### Reading text
--- Begin ---

# HK Announces P30SK



## VAMarine

http://hk-usa.com/hk-models/p30sk/



























**typo in specs for barrel length.


----------



## GCBHM

Interesting!


----------



## Scorpion8

Looks like they hired the dude who styled the recent Walther pistol lineup.


----------



## VAMarine

Scorpion8 said:


> Looks like they hired the dude who styled the recent Walther pistol lineup.


Its actually Walther that copied Hk. The P30 predates the PPQ


----------



## GCBHM

Why is it everyone always jumps to accuse HK of copying Walther? LOL

What are your initial thoughts, VA?


----------



## VAMarine

GCBHM said:


> Why is it everyone always jumps to accuse HK of copying Walther? LOL
> 
> What are your initial thoughts, VA?


Because at the time nobody paid much attention to the HK because $$$$$ and hammer ignition system.

You typically don't see HK in most gum shops and when you do it's mostly older guns like USPs and P7s.

As for the gun. I like it. I don't need it as I have a P2000SK and the upgrades done to make it a 30SK have no influence on me as I'm quite content with what I have. Now that being said if I did not have the P2000SK I would buy the 30SK for the grip options to better match my brace of P30s.


----------



## Scorpion8

GCBHM said:


> Why is it everyone always jumps to accuse HK of copying Walther?





VAMarine said:


> Because at the time nobody paid much attention to the HK because ......


Bingo. I can count on zero fingers the LGS's with a new HK in stock, but plenty of Walthers. Walther has the name-brand-recognition outside of gun nuts.


----------



## VAMarine

Scorpion8 said:


> Bingo. I can count on zero fingers the LGS's with a new HK in stock, but plenty of Walthers. Walther has the name-brand-recognition outside of gun nuts.

--- End ---

Can you echo the P30SK thread word for word, between "As for the gun." and "brace of P30s.", inclusive? The records that come next are taken from a different source.

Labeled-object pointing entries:
--- Begin ---

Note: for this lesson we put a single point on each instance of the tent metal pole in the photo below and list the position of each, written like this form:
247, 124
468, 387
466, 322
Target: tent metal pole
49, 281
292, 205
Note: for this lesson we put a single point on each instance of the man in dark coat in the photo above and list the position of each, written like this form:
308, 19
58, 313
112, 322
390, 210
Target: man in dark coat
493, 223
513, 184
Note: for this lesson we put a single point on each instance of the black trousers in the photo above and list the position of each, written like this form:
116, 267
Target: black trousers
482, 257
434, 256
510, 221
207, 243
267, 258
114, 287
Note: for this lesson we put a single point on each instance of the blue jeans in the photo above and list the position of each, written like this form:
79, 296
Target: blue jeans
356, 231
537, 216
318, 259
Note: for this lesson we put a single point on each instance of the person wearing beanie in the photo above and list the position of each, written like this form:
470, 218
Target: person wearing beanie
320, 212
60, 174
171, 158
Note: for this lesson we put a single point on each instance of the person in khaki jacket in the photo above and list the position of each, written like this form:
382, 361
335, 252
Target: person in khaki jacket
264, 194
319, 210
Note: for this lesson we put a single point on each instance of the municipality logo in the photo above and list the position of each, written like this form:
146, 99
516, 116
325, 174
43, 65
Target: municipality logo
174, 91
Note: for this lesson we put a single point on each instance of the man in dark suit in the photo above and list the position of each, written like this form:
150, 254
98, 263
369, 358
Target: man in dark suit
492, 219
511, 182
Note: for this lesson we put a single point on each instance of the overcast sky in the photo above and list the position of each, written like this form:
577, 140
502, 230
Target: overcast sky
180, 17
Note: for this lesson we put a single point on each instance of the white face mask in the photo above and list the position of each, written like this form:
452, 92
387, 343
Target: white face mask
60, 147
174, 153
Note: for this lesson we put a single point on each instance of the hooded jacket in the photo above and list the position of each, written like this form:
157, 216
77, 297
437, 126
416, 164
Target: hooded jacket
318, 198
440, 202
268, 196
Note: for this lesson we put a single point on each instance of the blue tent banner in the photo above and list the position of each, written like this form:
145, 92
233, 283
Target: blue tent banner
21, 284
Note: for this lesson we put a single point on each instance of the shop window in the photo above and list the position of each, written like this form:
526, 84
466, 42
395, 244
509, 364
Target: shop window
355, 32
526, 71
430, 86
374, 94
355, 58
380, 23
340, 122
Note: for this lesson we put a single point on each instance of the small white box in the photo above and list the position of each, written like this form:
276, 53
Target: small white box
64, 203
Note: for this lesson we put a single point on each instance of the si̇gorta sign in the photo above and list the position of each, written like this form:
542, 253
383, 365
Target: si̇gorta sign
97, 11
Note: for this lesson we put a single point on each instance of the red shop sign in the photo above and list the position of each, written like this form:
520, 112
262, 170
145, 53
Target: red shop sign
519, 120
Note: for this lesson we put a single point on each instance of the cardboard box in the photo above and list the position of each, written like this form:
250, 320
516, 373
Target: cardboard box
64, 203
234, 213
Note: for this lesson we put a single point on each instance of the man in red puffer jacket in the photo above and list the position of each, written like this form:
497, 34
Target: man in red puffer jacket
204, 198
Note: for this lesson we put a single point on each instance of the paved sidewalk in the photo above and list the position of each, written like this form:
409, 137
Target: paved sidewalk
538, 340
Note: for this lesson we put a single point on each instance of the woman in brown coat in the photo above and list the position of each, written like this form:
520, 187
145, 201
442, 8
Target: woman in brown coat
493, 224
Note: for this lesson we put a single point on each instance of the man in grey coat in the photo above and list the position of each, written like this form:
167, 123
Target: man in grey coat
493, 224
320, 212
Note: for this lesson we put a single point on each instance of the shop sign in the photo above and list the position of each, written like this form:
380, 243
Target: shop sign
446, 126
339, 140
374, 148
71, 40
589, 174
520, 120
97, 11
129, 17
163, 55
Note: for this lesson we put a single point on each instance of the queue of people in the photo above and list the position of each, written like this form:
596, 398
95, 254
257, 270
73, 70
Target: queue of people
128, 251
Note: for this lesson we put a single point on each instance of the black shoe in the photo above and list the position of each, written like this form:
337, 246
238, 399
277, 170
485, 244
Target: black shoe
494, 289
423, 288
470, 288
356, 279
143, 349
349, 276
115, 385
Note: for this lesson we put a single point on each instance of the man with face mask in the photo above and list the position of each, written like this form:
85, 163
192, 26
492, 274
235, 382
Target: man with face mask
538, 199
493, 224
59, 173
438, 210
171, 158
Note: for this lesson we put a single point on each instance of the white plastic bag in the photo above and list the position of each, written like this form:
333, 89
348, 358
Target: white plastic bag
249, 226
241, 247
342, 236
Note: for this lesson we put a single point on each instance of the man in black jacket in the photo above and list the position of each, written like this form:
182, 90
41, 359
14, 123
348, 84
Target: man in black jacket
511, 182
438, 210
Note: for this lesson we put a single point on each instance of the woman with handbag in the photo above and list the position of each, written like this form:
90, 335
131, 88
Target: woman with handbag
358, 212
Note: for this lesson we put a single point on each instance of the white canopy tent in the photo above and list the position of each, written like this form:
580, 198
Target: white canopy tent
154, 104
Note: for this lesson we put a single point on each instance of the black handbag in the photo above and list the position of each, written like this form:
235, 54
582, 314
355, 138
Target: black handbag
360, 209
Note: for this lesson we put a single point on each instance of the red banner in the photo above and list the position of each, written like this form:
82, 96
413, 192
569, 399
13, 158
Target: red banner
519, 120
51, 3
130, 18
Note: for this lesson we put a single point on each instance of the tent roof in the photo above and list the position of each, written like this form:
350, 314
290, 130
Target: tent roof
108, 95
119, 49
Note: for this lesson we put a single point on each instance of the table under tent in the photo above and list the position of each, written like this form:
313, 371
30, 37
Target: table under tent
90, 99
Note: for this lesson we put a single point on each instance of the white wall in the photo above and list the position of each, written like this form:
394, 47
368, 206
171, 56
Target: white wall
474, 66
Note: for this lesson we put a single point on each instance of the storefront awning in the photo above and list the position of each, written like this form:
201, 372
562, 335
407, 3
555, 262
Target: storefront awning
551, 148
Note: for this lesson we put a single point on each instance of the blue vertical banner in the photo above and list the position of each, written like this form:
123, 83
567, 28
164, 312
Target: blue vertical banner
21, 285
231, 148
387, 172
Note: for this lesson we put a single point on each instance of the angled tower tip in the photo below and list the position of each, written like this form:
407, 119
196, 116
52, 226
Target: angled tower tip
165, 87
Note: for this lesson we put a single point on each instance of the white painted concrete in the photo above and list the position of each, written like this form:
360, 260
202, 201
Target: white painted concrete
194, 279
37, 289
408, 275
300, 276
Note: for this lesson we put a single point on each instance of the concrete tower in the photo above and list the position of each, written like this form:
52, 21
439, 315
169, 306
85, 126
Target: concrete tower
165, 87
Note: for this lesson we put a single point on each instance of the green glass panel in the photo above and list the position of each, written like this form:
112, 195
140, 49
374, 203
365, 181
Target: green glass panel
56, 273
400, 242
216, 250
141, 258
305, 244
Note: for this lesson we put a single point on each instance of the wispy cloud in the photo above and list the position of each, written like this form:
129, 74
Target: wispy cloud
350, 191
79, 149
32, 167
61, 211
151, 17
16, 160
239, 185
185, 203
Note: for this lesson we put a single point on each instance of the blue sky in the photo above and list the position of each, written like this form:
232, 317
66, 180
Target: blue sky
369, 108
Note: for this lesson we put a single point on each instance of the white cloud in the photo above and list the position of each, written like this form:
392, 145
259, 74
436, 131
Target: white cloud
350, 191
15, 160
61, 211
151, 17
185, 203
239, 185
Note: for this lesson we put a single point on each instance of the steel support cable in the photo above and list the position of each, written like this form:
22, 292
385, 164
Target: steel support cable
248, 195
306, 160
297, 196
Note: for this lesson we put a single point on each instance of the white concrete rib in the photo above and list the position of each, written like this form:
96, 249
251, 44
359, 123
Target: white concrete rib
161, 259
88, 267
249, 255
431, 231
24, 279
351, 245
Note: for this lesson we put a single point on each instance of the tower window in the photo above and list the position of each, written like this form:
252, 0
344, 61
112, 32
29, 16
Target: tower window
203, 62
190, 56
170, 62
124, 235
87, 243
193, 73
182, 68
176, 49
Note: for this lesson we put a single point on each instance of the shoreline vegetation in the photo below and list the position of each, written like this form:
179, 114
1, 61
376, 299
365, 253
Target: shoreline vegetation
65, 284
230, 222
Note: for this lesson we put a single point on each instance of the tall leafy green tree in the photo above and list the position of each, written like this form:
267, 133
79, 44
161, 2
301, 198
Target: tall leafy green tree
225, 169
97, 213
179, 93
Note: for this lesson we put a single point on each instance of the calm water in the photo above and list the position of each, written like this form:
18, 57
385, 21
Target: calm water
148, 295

--- End ---

### Result of the task
As for the gun. I like it. I don't need it as I have a P2000SK and the upgrades done to make it a 30SK have no influence on me as I'm quite content with what I have. Now that being said if I did not have the P2000SK I would buy the 30SK for the grip options to better match my brace of P30s.